### Task objective
Present the listing below as a Markdown table with columns Line and Text. Cover only the part from its first line through the line containing "negative clicks: (582, 149)", both ends included, numbering each line and leaving out blank ones.

**** Records for this task ****

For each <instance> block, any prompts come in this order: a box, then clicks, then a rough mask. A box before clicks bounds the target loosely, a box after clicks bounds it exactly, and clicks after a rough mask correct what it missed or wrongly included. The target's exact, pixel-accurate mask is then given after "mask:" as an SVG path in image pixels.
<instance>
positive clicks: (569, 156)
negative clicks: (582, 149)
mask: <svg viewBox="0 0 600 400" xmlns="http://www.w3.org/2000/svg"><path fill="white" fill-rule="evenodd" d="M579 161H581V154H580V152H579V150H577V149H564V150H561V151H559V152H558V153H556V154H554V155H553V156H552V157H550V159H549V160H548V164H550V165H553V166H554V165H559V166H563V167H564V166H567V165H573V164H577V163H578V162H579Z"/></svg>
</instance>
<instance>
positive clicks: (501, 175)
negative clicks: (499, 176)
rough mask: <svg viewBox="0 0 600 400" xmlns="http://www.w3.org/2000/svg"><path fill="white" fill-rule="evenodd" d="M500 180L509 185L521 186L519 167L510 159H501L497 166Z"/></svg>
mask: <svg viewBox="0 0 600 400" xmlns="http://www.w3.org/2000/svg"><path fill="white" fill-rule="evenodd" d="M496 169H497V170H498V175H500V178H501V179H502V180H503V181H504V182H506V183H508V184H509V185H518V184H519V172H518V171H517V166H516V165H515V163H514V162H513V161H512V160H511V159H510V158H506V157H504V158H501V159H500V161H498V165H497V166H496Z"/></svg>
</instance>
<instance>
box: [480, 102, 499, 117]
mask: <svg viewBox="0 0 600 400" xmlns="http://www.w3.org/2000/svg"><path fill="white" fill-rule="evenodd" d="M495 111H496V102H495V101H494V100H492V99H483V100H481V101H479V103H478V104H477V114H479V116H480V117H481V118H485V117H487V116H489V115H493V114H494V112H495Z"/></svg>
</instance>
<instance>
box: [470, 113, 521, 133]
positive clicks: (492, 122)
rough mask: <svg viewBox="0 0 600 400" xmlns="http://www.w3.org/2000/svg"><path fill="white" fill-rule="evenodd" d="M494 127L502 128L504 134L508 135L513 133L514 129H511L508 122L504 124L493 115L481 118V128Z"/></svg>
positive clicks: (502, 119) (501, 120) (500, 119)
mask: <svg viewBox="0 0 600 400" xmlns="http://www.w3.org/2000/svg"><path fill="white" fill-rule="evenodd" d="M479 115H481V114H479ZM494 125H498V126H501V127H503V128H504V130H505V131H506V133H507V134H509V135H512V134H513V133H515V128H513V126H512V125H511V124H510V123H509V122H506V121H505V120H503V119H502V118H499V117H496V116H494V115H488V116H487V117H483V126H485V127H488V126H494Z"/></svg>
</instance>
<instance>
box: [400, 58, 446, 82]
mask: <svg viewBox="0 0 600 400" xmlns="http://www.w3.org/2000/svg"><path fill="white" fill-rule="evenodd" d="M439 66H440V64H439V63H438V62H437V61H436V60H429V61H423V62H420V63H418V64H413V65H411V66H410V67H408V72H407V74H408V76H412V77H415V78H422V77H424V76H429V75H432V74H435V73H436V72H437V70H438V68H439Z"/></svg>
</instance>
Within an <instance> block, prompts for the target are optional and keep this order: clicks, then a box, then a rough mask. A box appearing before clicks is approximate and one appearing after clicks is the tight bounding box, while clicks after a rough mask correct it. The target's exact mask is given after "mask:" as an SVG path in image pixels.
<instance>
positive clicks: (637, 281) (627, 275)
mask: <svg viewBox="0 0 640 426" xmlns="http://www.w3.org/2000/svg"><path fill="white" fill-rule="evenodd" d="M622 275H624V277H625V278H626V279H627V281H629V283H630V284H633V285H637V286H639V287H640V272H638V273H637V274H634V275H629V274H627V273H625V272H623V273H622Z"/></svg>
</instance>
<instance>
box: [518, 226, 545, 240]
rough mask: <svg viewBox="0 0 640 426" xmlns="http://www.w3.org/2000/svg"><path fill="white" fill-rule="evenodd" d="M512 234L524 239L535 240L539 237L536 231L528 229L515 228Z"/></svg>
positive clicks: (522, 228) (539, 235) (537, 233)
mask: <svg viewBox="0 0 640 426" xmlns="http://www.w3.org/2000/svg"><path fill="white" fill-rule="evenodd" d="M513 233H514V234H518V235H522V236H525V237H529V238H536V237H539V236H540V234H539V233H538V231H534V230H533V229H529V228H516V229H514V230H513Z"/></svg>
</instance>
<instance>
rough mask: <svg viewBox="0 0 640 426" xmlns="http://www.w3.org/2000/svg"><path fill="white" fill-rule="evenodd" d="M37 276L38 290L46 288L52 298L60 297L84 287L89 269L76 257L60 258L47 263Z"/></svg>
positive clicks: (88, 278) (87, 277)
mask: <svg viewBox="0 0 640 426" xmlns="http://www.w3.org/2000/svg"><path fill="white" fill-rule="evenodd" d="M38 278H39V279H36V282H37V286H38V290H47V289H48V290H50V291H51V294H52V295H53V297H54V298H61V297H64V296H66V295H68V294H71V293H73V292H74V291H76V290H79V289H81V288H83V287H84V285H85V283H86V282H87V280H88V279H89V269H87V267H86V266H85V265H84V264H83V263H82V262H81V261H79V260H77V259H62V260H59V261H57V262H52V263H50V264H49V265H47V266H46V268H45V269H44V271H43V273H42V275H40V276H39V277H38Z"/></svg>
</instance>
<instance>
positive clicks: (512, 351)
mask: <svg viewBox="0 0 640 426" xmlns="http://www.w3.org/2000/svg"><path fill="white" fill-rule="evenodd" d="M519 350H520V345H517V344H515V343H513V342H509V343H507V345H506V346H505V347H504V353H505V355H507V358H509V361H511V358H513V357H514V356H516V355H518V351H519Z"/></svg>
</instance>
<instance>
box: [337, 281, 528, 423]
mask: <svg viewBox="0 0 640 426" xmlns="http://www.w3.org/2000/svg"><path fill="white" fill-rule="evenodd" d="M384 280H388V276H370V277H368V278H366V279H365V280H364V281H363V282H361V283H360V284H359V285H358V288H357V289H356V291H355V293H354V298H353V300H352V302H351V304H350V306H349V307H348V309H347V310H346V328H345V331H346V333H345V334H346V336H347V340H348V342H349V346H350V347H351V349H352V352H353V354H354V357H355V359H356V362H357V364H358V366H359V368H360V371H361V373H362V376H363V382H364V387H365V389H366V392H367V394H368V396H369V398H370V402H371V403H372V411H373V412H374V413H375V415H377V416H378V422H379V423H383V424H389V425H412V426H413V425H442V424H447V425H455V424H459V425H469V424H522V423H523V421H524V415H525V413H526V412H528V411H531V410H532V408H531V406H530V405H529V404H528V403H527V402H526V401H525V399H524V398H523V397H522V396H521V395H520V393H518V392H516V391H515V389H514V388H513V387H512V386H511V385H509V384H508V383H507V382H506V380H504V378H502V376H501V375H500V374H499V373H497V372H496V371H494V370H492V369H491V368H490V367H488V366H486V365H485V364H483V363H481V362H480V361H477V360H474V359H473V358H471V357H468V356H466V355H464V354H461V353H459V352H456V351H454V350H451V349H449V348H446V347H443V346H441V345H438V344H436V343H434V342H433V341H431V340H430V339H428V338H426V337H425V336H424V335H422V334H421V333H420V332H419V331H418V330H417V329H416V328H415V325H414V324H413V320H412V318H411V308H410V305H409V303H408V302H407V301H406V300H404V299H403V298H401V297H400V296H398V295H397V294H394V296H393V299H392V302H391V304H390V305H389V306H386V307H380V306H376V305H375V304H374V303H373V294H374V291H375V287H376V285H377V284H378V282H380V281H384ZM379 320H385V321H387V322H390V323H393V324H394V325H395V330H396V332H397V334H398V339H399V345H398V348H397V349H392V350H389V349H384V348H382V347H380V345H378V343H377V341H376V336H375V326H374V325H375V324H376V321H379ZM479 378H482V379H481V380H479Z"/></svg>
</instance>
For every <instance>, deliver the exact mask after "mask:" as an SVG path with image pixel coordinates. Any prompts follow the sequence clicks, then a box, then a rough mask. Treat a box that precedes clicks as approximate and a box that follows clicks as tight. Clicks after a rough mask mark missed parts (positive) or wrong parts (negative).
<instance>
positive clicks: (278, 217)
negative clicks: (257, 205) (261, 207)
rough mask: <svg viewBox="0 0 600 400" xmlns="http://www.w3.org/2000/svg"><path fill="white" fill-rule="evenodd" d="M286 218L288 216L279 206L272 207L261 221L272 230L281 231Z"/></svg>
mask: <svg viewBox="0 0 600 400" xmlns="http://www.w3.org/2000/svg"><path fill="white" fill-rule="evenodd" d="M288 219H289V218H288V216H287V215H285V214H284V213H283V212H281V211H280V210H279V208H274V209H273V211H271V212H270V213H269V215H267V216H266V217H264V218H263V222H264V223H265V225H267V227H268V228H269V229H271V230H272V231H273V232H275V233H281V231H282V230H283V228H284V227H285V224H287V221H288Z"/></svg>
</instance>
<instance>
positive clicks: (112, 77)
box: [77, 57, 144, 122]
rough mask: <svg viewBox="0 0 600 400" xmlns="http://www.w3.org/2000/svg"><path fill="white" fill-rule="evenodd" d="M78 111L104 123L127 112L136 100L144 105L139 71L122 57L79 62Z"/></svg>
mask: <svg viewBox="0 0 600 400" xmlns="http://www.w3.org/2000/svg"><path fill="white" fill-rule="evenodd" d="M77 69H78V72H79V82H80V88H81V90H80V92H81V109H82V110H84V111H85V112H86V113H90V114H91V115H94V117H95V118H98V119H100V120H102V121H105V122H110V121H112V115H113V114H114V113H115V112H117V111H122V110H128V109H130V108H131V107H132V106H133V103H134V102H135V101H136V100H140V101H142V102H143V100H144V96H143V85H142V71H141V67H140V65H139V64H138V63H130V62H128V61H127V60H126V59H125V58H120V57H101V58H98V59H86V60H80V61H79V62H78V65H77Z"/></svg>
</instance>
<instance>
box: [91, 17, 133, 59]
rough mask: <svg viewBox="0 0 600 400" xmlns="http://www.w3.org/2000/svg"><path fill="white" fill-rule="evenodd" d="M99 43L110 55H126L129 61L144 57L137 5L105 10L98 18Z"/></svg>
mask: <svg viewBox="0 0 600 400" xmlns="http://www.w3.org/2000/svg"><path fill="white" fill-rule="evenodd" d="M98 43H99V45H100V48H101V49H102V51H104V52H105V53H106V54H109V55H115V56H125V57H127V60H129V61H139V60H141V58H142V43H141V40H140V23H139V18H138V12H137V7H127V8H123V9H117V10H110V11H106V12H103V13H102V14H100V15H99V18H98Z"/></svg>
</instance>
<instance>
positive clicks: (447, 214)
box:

****

### Result of this task
| Line | Text |
|---|---|
| 1 | For each <instance> block, any prompts come in this order: a box, then clicks, then a rough mask. A box before clicks bounds the target loosely, a box after clicks bounds it exactly, and clicks after a rough mask correct what it missed or wrongly included. The target's exact, pixel-accurate mask is then given after "mask:" as an SVG path in image pixels. |
| 2 | <instance> |
| 3 | positive clicks: (569, 156) |
| 4 | negative clicks: (582, 149) |